▸ **RECORDS PROVIDED**
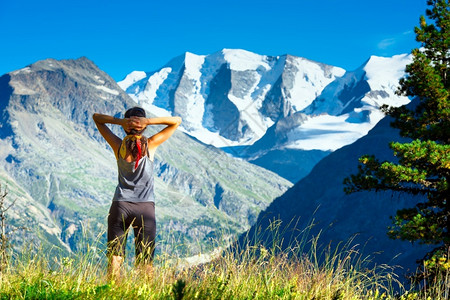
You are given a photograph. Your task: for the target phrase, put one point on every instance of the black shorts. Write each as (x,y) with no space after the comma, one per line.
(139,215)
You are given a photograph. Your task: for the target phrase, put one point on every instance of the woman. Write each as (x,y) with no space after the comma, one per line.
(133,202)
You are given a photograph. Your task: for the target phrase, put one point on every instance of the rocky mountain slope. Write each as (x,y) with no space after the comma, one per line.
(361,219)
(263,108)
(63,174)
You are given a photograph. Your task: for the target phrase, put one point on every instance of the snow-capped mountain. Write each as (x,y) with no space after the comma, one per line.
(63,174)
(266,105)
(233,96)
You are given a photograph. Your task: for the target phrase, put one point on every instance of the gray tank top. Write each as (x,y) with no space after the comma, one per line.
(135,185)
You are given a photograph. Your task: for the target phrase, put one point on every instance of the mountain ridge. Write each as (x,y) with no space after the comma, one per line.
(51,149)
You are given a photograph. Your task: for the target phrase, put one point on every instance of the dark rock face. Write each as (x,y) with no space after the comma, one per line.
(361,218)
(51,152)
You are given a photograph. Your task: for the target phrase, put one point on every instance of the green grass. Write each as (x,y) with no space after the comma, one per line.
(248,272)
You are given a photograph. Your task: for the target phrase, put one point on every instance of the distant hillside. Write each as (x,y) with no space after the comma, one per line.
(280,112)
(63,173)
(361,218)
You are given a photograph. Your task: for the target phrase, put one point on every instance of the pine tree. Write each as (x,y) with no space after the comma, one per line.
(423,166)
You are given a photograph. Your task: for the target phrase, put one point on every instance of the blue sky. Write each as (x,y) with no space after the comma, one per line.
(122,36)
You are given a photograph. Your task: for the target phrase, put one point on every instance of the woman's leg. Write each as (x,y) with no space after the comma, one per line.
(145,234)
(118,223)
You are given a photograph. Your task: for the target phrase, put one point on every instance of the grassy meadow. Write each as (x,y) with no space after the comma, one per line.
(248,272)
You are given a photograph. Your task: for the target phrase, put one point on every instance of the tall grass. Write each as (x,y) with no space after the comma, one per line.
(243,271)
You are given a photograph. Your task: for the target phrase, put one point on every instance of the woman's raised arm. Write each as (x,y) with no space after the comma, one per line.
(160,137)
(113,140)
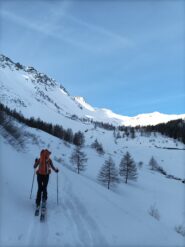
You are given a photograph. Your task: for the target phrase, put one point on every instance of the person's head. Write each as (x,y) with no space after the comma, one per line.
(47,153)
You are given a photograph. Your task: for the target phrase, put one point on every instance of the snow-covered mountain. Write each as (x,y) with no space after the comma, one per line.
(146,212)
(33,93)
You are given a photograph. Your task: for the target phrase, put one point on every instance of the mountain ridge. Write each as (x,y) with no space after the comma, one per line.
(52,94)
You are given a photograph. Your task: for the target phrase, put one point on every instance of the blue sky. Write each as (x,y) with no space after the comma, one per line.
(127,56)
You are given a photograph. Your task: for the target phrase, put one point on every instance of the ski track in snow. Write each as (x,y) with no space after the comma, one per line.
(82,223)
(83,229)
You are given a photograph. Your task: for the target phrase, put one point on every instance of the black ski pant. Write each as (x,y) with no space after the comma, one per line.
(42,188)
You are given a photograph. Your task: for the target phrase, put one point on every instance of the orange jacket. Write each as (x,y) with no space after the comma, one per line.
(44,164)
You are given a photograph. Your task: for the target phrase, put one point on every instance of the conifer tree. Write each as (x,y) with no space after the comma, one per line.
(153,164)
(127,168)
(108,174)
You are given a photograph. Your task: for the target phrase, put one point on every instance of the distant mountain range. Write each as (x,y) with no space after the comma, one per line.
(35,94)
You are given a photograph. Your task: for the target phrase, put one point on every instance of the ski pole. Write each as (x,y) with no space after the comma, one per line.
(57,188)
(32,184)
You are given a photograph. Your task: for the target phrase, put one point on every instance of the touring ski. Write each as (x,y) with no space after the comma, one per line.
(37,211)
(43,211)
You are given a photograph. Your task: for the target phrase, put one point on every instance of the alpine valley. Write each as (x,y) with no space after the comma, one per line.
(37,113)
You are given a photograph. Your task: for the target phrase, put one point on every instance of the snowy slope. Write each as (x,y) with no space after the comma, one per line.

▸ **PROBLEM STATEMENT**
Verbatim copy with pictures excluded: write out the records above in full.

▸ **WRITTEN ANSWER**
You are given a photograph. Your task: for the target phrase, put one point on every instance of the black shorts. Write each as (x,y) with no space after the comma, one per line.
(139,215)
You are given a photograph. Your task: for the target phrase, put one point on every instance of the woman. Write each as (x,y) with no space after the comma, one per line.
(133,202)
You are given a photograph. Your task: for the target phrase, put one point on every instance of the rocky mountain slope. Write each as (x,y) with no space after the comma, one per line.
(361,219)
(263,108)
(63,174)
You are given a photograph. Your task: for the target phrase, put one point on every instance of the snow-capped mountain. Write each as (x,y) with no space after the comma, one per line.
(63,174)
(266,105)
(233,96)
You are given a photograph. Your task: for the target phrase, put one point on every instance of the gray tank top. Write each as (x,y) with no space after the comma, one per line.
(135,185)
You are given a photograph. Your task: for the target phrase, put one point on every instance of the mountain ridge. Write each as (x,y) with no space after the comma, one per line.
(51,149)
You are given a photograph. Your task: for the target phrase, put one point on every instance of the dark rock face. Write each as (x,y) with no space after the comma, one per line.
(361,218)
(51,152)
You are given a photograph. Your task: for the target phrase, put one point on every instance of the green grass. Write each as (x,y) with no space after the comma, one per line.
(248,272)
You are given a photograph. Your task: for the target phrase, put one point on every instance of the distant hillside. Write each as (x,y) with no space after the comma, one per line.
(280,112)
(63,173)
(361,218)
You are given a photograph. Your task: for the target phrase, put one point on every instance of the pine tree. Write each as (x,y) with no space after the comma, one per line.
(423,166)
You are given a photograph. Your task: for the target phrase, put one point on every instance of the blue sky. Write each as (x,y) with no space after the comma, one per line.
(122,36)
You are given a photograph. Your task: for the target phrase, put one point on every instance of the woman's leg. Write each as (x,y) with no space after the comma, one per line.
(145,234)
(118,223)
You are given a photograph. Your task: for the target phrase, put one point on every instance of the grassy meadow. Write each as (x,y) with no space after the comma, one per line.
(248,272)
You are given a photograph. Your task: for the target phrase, put one point on every instance of the tall grass. Write each as (x,y) with no space after the comma, one per line.
(243,271)
You are given a photograph. Your task: for the target phrase, put one point on every instance of the woman's raised arm. Write each as (x,y) with no space after the comma, one per line.
(160,137)
(113,140)
You are given a photograph. Your task: for the target phrase, put one point on every instance of the person's head. Write each as (x,y) with no space after the comma, one per line.
(47,153)
You are given a photograph. Your task: for the target phrase, put one point on every instance of the snow-covered mountain. Write each as (x,y) with no space after the comma, one per line.
(146,212)
(33,93)
You are given a photograph. Your task: for the target phrase, put one point on every instance of the mountain ridge. Write each as (x,y) with no space after the comma, one per line.
(52,94)
You are given a photograph. Your task: for the target phrase, put one point on every instance of the blue sky. Write each as (x,y) with no space after the comma, one per line.
(127,56)
You are given a photograph. Your task: for the target phrase, put one point on every instance of the ski track in snow. Write each as (x,y) with no space after the comma, one per line.
(82,223)
(83,229)
You are given a photograph. Your task: for the target phrase, put one point on every instance of the black ski pant. Write each as (x,y) with no space after the comma, one per line.
(42,188)
You are given a photograph. Your task: for the target phrase, put one point on every instance of the orange jacket. Write each as (x,y) with no space after the comma, one per line.
(44,164)
You are given a photograph. Your task: for the target phrase, put one point on every instance of the conifer tree. Write each as (x,y) with no space after the comma, one per line.
(153,164)
(127,168)
(108,174)
You are given a photograph. Your task: for the target phrase, put one point on every instance of the distant mountain range. Write each as (x,y) with no space after the comma, one per line.
(35,94)
You are given a photograph. Your task: for the target phrase, put one point on every instance of the ski pole. Write each as (x,y) with no space after the comma, one per line.
(57,188)
(32,184)
You are given a photograph. Your task: for the target phrase, put one point on every instance of the touring ski. Write each as (x,y) with no space after the comma, one per line.
(37,211)
(43,211)
You are given a photograph. Your task: for the target phrase, put one point on every instance of the alpine valley. Write each as (x,y) with no space after the comma, one per line.
(37,113)
You are given a photograph. Your task: for the target phrase, put one point on every instance of the snowy slope. Write each as (x,y) with no space after the comma, one per line.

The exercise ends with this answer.